PROBLEM SET ▸
**a.** Answer these from the text on the two ISU alumni and UFOs, one answer per line, marked the same way:
(i) In what year did McDonald leave for the University of Arizona?
(ii) What role was Craig recruited to fill on the Colorado Project?
(iii) On what date did the Air Force close the project?
**b.** Render part of the records as a JSON list of strings, one string per line and no blank lines. Start at the line containing "woman's face, one" and continue through the last line of the records.

PAGE EXCERPT ▸
==================================================
The June 2021 intelligence report to Congress on UFO sightings (now referred to as “unidentified aerial phenomenon” or UAPs) has revived interest in a topic that, since the 1960s, had been relegated almost exclusively to the realm of science fiction and presumed delusion. And this revival has raised questions. If such sightings have indeed been so common, and so well documented by sources as reliable as the US military, and the technology they display does indeed pose a security threat, particularly given UAPs’ unknown origins (are they spyware from China or Russia? are they truly visitors from another world? who knows?), then what has prevented us, as a nation, from studying or discussing them in any serious manner for so long?
Interestingly, two ISU alumni from the 1950s might have been able to answer some of these questions. Both were involved in shaping the conversations that we have (and haven’t) been having about UFOs/UAPs for the past half-a-century.
Both Roy Craig and James Edward McDonald received their undergraduate degrees elsewhere (and McDonald served as a lieutenant in the navy during World War II) before completing their PhDs, within a year of each other, at Iowa State. They would likely not have crossed paths at ISU, however, as they studied with different departments. Craig, class of 1952, completed a PhD in Physical Chemistry (see his dissertation in the ISU Digital Repository here), while McDonald, class of 1951, completed his PhD in Physics (see his dissertation in the ISU Digital Repository here).
Our collections do not contain extensive documentation of either scientist’s time at Iowa State, but we do have a letter/memo providing notice of McDonald’s resignation, when he moved on to a more prestigious appointment at the University of Arizona in 1954, along with a typed draft of a research paper he wrote.
It is unclear exactly what career path Roy Craig took immediately following graduation. However, he was shortly thereafter recruited to the famous government Colorado Project, also known as “The Condon Committee”, by Edward Condon himself to serve as chief field investigator of UFO sightings and reports, which had already been pouring in from numerous sources for decades. The Colorado Project, founded in 1966, constituted the final stage of Project Blue Book , a study created by the United States Air Force in 1947 (perhaps not coincidentally the same year as the mysterious and much-mythologized “Roswell Incident” had occurred) and which had sought, not only to investigate the validity and/or cause of UFO sightings themselves, but to assess any potential national security threat posed by these incidents.
Craig, while reportedly fascinated by the concept of UFOs and their potential to open the public imagination, maintained a firmly skeptical position on their extraterrestrial origins throughout his time with the project. Indeed, his influence at the helm of this committee may have been among the factors that closed the project so quickly. In 1969, he and his fellow investigators released the Condon Report, concluding that there was nothing to be gained from further study on this topic, which led the Air Force to close the project on December 17th of that same year.
==================================================
(Object point labels)
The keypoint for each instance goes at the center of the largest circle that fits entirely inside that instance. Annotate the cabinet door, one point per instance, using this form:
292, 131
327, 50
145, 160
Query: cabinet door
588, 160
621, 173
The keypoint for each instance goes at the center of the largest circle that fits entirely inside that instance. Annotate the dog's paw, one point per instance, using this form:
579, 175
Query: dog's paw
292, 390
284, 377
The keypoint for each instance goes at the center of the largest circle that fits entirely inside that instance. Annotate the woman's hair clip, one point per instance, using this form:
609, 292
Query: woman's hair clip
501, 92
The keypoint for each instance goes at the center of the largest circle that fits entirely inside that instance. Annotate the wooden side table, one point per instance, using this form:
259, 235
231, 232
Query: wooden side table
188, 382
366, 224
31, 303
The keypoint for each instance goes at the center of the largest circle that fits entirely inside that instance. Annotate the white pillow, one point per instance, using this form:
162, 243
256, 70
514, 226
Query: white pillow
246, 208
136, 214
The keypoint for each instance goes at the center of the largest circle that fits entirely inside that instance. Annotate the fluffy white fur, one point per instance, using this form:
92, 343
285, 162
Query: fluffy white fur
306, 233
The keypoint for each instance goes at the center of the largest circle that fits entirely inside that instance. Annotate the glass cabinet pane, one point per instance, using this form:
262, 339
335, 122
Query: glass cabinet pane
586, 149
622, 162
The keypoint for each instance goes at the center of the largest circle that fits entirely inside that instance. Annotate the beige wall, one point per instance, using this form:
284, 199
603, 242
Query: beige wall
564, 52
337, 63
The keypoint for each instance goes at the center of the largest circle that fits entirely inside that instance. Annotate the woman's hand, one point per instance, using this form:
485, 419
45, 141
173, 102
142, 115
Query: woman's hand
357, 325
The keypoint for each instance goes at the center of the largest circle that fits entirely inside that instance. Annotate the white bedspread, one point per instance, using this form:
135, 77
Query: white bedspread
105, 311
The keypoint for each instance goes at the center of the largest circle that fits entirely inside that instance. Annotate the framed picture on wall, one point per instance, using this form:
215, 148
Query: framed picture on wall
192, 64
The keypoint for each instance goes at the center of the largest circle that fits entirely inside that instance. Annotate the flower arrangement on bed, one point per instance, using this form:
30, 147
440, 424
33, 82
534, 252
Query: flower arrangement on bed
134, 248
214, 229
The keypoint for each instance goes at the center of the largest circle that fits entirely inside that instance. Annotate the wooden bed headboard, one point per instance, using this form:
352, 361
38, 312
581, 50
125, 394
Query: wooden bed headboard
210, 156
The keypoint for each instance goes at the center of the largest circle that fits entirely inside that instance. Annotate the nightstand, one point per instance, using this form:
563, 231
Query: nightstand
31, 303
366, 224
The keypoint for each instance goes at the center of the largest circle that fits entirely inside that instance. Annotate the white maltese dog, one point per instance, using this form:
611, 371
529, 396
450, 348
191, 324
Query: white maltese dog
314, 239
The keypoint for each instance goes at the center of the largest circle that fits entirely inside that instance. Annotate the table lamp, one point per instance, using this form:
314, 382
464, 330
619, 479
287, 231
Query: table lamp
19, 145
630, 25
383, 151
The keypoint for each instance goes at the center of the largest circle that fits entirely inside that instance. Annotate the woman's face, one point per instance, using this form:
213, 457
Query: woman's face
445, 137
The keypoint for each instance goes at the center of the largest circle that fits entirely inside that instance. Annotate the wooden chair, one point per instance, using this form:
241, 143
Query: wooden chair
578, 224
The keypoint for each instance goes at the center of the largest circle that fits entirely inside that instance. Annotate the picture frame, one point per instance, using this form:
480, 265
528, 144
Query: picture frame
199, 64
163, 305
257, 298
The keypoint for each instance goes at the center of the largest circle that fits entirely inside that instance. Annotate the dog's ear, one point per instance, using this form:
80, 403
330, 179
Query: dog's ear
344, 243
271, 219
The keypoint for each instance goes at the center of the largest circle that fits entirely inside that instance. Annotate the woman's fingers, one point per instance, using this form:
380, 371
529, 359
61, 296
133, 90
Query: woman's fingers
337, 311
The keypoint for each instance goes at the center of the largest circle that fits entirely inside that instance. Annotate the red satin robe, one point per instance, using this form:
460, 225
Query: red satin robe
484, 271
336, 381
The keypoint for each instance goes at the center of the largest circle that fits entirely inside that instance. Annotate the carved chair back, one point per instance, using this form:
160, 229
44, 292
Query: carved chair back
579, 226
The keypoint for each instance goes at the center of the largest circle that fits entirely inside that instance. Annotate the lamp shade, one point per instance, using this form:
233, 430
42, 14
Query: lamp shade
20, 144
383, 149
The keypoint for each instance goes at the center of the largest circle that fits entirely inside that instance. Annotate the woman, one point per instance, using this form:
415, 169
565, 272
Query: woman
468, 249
==================================================
SOLVED TASKS ▸
**a.**
(i) 1954
(ii) Chief field investigator of UFO sightings and reports
(iii) December 17th, 1969

**b.**
[
  "The keypoint for each instance goes at the center of the largest circle that fits entirely inside that instance. Annotate the woman's face, one point per instance, using this form:",
  "213, 457",
  "Query: woman's face",
  "445, 137",
  "The keypoint for each instance goes at the center of the largest circle that fits entirely inside that instance. Annotate the wooden chair, one point per instance, using this form:",
  "241, 143",
  "Query: wooden chair",
  "578, 224",
  "The keypoint for each instance goes at the center of the largest circle that fits entirely inside that instance. Annotate the picture frame, one point per instance, using this form:",
  "480, 265",
  "528, 144",
  "Query: picture frame",
  "199, 64",
  "163, 305",
  "257, 298",
  "The keypoint for each instance goes at the center of the largest circle that fits entirely inside that instance. Annotate the dog's ear, one point per instance, using this form:",
  "80, 403",
  "330, 179",
  "Query: dog's ear",
  "344, 243",
  "271, 219",
  "The keypoint for each instance goes at the center of the largest circle that fits entirely inside that instance. Annotate the woman's fingers, one point per instance, using this form:",
  "380, 371",
  "529, 359",
  "61, 296",
  "133, 90",
  "Query: woman's fingers",
  "337, 311",
  "The keypoint for each instance goes at the center of the largest circle that fits entirely inside that instance. Annotate the red satin robe, one point per instance, using this form:",
  "460, 225",
  "Query: red satin robe",
  "484, 271",
  "336, 381",
  "The keypoint for each instance goes at the center of the largest circle that fits entirely inside that instance. Annotate the carved chair back, one point per instance, using this form:",
  "160, 229",
  "44, 292",
  "Query: carved chair back",
  "579, 226",
  "The keypoint for each instance goes at the center of the largest circle that fits entirely inside that instance. Annotate the lamp shade, one point per instance, using this form:",
  "233, 430",
  "42, 14",
  "Query: lamp shade",
  "20, 144",
  "383, 149",
  "The keypoint for each instance goes at the center of the largest circle that fits entirely inside that instance. Annotate the woman, one point per instance, using this form:",
  "415, 169",
  "565, 272",
  "Query: woman",
  "468, 249"
]